Start Data to process
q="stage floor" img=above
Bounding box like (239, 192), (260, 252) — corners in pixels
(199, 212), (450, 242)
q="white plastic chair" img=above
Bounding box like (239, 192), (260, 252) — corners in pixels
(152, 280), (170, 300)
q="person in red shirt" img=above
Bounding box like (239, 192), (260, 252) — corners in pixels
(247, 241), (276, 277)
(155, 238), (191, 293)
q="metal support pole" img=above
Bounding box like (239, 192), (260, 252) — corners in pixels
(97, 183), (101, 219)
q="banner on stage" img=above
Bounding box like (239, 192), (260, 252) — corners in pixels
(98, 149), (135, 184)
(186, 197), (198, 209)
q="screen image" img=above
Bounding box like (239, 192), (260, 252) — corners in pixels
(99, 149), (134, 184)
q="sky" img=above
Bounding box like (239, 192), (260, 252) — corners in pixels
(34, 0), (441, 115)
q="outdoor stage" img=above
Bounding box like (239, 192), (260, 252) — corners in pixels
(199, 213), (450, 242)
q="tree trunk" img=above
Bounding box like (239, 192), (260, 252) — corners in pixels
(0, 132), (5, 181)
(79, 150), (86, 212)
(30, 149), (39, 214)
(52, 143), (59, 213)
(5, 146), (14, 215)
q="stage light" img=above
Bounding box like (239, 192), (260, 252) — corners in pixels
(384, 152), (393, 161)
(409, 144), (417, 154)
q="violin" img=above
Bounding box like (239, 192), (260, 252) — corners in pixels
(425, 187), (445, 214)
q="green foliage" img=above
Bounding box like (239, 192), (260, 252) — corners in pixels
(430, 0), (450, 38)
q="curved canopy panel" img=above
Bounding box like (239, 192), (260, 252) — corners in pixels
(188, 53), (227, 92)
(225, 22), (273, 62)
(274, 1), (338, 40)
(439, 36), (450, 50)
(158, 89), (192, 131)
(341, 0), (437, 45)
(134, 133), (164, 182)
End Data to process
Start Data to process
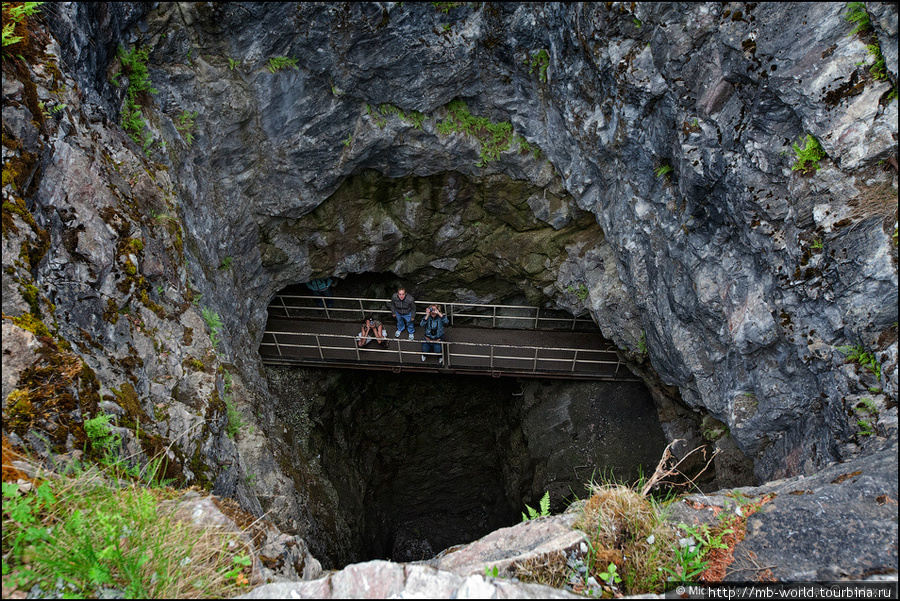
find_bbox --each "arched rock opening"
End Data to process
▶ **Required work**: Count the lines in the items above that contain the string "stage" and give only that number.

▶ **Finished task**: 4